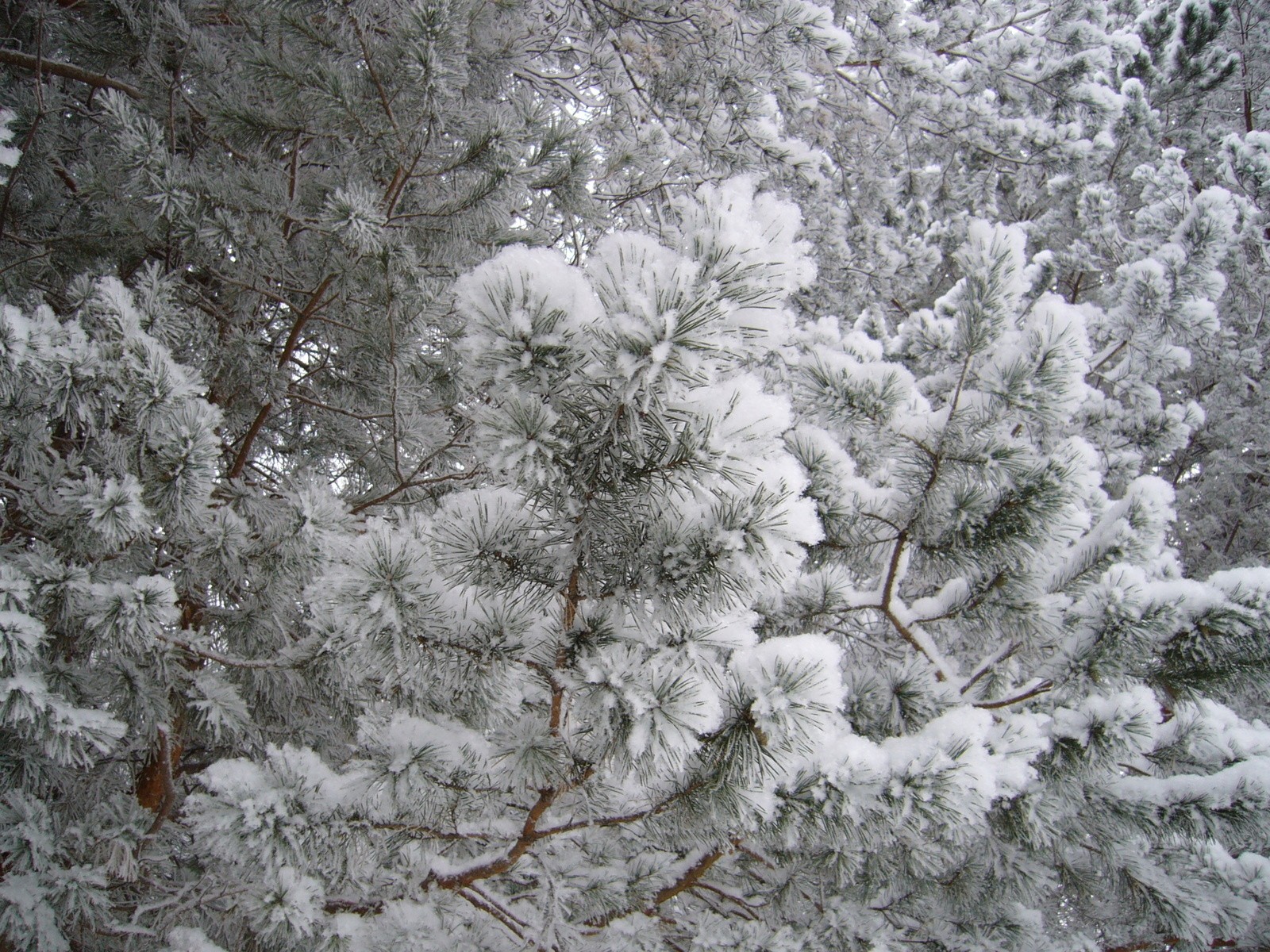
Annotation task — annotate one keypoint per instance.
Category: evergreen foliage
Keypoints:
(583, 475)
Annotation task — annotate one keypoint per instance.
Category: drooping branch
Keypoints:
(36, 63)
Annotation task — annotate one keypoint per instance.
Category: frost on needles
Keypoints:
(577, 476)
(742, 631)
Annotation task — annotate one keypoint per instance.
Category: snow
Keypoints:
(186, 939)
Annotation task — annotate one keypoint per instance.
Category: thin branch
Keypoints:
(228, 660)
(36, 63)
(493, 912)
(1026, 696)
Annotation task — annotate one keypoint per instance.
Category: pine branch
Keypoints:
(228, 660)
(1026, 696)
(36, 63)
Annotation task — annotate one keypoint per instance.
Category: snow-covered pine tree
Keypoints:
(602, 598)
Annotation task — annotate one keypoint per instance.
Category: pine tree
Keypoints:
(628, 476)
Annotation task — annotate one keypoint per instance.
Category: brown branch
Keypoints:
(413, 484)
(527, 838)
(253, 432)
(690, 879)
(315, 301)
(493, 912)
(228, 660)
(302, 319)
(36, 63)
(1026, 696)
(158, 772)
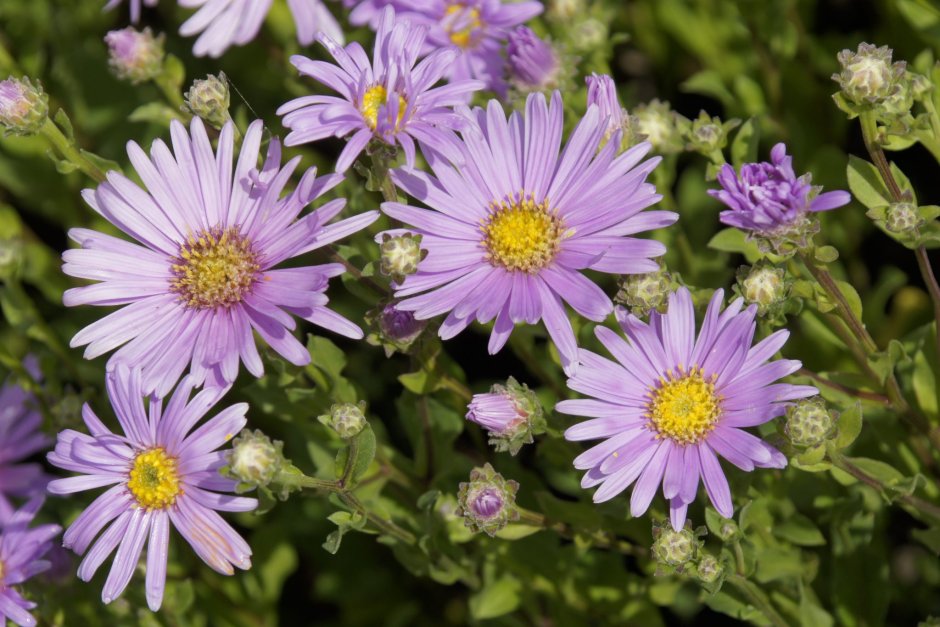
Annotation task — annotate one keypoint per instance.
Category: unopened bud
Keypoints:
(136, 56)
(764, 286)
(401, 255)
(346, 419)
(708, 569)
(209, 99)
(868, 76)
(254, 459)
(511, 414)
(487, 502)
(23, 106)
(809, 422)
(902, 217)
(674, 548)
(642, 293)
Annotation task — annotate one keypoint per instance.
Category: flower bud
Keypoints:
(765, 286)
(24, 107)
(346, 419)
(902, 217)
(660, 124)
(254, 459)
(868, 76)
(708, 569)
(487, 502)
(642, 293)
(674, 548)
(401, 255)
(136, 56)
(209, 99)
(511, 414)
(809, 423)
(533, 63)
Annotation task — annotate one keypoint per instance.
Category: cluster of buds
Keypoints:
(511, 414)
(675, 550)
(487, 502)
(393, 329)
(401, 255)
(209, 99)
(24, 107)
(662, 127)
(643, 293)
(346, 419)
(135, 56)
(708, 136)
(809, 422)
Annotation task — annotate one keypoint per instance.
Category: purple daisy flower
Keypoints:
(766, 198)
(672, 402)
(203, 278)
(161, 473)
(21, 553)
(388, 98)
(479, 28)
(509, 231)
(20, 438)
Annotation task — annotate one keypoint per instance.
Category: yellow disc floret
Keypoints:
(461, 22)
(520, 235)
(215, 268)
(154, 479)
(684, 407)
(373, 99)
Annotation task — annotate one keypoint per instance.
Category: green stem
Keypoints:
(926, 509)
(350, 500)
(600, 539)
(758, 599)
(70, 153)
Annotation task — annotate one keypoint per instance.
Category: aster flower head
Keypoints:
(533, 63)
(673, 401)
(510, 230)
(768, 200)
(201, 279)
(161, 471)
(479, 29)
(20, 438)
(390, 98)
(511, 414)
(22, 550)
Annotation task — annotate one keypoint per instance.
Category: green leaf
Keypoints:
(498, 598)
(866, 184)
(745, 144)
(799, 530)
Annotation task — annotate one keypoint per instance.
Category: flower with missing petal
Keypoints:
(767, 198)
(21, 557)
(161, 471)
(511, 229)
(202, 278)
(479, 29)
(390, 98)
(674, 401)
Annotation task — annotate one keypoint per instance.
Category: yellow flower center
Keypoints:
(215, 268)
(154, 479)
(684, 407)
(373, 99)
(521, 235)
(460, 22)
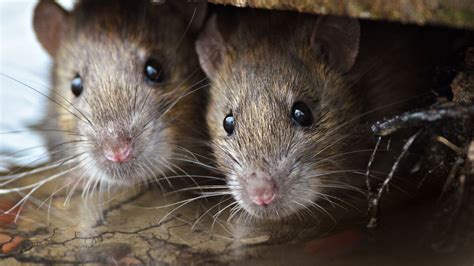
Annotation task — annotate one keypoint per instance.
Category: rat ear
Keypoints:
(193, 11)
(49, 23)
(338, 39)
(210, 47)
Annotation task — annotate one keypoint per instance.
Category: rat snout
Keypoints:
(120, 152)
(261, 190)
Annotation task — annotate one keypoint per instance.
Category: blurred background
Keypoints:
(22, 59)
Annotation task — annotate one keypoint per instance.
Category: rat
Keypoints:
(291, 100)
(127, 91)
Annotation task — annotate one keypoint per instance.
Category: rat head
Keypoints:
(280, 112)
(125, 84)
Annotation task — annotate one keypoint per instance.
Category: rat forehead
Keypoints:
(272, 85)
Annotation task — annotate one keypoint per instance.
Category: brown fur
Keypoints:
(108, 43)
(266, 63)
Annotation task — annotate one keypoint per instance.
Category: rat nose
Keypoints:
(118, 154)
(263, 193)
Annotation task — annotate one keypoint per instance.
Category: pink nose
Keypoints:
(119, 154)
(263, 195)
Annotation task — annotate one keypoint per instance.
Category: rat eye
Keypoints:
(76, 85)
(301, 114)
(153, 71)
(229, 124)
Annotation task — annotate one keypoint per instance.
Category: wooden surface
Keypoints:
(455, 13)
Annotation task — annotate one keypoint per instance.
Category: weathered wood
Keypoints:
(455, 13)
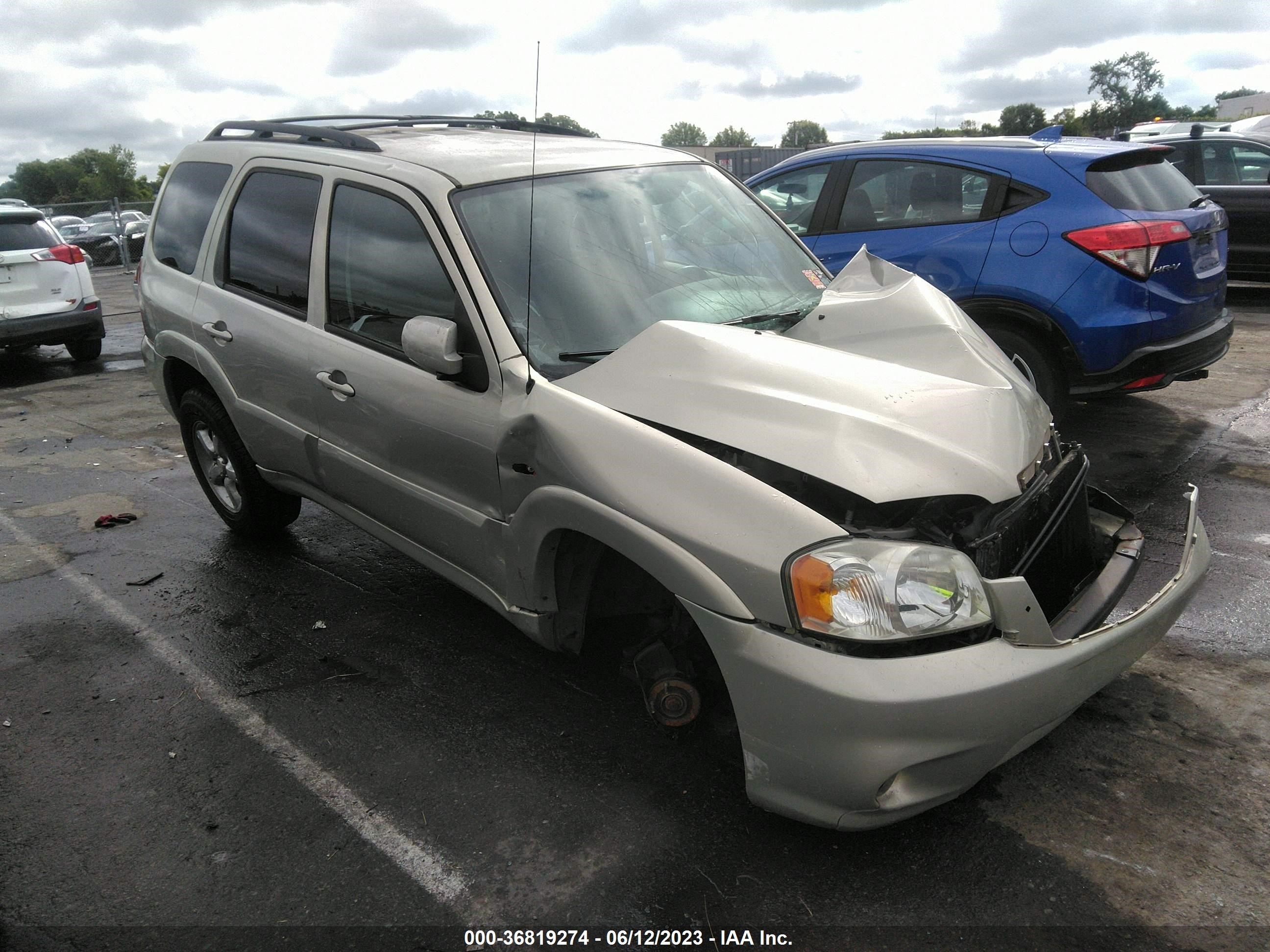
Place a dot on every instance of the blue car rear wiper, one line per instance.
(761, 318)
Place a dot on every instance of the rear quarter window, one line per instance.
(1140, 182)
(181, 222)
(29, 234)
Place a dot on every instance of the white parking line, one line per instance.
(422, 862)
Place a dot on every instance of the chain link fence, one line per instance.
(110, 233)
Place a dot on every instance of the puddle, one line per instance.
(27, 561)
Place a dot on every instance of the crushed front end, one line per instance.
(860, 734)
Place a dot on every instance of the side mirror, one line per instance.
(434, 344)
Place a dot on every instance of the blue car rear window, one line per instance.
(1140, 182)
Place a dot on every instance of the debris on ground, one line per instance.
(110, 522)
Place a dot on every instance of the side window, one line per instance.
(383, 269)
(1251, 164)
(893, 193)
(1220, 164)
(181, 221)
(271, 235)
(793, 196)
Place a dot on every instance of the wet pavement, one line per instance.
(263, 734)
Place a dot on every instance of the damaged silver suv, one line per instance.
(606, 391)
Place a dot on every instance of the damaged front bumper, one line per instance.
(856, 743)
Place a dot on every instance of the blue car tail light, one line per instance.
(1129, 245)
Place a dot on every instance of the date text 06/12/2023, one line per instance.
(621, 938)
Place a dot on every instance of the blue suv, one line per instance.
(1095, 264)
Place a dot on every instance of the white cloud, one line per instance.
(154, 74)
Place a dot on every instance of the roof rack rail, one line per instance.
(304, 135)
(376, 122)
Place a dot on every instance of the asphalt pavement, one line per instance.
(324, 742)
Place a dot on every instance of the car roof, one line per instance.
(18, 211)
(1215, 138)
(977, 147)
(468, 155)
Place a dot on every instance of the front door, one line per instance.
(413, 452)
(252, 319)
(928, 217)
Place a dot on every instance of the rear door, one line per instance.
(1187, 286)
(1236, 173)
(31, 285)
(932, 219)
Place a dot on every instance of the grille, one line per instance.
(1044, 536)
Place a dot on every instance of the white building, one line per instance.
(1241, 107)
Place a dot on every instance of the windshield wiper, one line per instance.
(751, 319)
(761, 318)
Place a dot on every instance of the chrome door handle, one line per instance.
(341, 390)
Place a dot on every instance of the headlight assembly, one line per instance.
(880, 591)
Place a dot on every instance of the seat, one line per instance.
(857, 213)
(921, 196)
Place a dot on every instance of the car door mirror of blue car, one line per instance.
(432, 343)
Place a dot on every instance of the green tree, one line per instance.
(684, 134)
(1185, 112)
(1022, 119)
(567, 123)
(805, 132)
(1235, 93)
(1127, 89)
(89, 175)
(732, 136)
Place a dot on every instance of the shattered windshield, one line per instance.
(619, 250)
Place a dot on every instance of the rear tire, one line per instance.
(84, 351)
(226, 471)
(1042, 365)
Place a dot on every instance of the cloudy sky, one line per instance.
(158, 74)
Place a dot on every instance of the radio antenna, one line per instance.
(529, 277)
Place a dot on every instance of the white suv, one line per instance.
(46, 291)
(602, 387)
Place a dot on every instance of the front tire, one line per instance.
(226, 471)
(1042, 366)
(84, 351)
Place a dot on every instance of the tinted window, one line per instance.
(271, 238)
(793, 196)
(29, 234)
(187, 207)
(1140, 182)
(896, 193)
(1236, 164)
(383, 269)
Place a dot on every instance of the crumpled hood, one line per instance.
(885, 389)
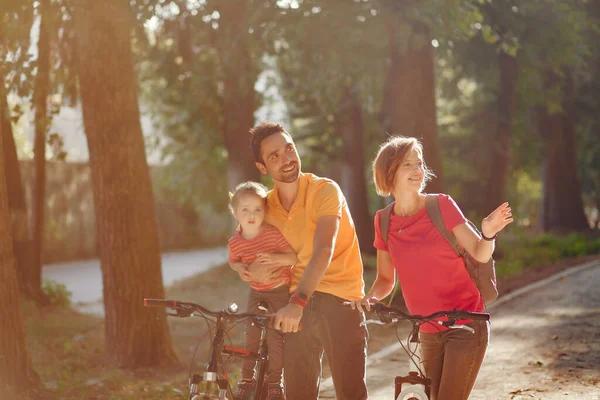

- TASK OBJECTIVE
Copy the lines of the records from the one containing "Place a dot on every instance of the asphalt" through the one containing "(1042, 365)", inclusive, reproducing them exactly.

- SOLVED PROBLEM
Place a dot on every instance of the asphalt pavement, one line per instance.
(324, 742)
Place a dot on every instance of the car roof, one line per instance.
(18, 211)
(1215, 138)
(977, 147)
(468, 155)
Place a dot on every instance of the front door, one line per instance.
(413, 452)
(252, 319)
(928, 217)
Place a dot on every instance of the rear door, one line per instance.
(1187, 286)
(1236, 173)
(31, 285)
(932, 219)
Place a dot on every instance of the grille, one line per instance.
(1044, 536)
Place a dot on every instance of the white building, one line per instance.
(1241, 107)
Place a dot on every instance of the windshield wiper, one line per instance.
(751, 319)
(761, 318)
Place a dot on every instance of the chrome door handle, one line per instance.
(341, 390)
Place a dot on every instance of the headlight assembly, one line per instance.
(880, 591)
Place a dot on every instance of the seat, one line per instance.
(857, 213)
(921, 196)
Place a dot on every instance of the car door mirror of blue car, one line per instance.
(432, 343)
Place a dot on every instance of the green tree, one line per instance.
(684, 134)
(1185, 112)
(1022, 119)
(567, 123)
(805, 132)
(1235, 93)
(1127, 89)
(89, 175)
(732, 136)
Place a dot on every instance of the shattered windshield, one line per instance.
(619, 250)
Place a dot on every instance of the rear tire, one line per instance.
(84, 351)
(226, 471)
(1042, 365)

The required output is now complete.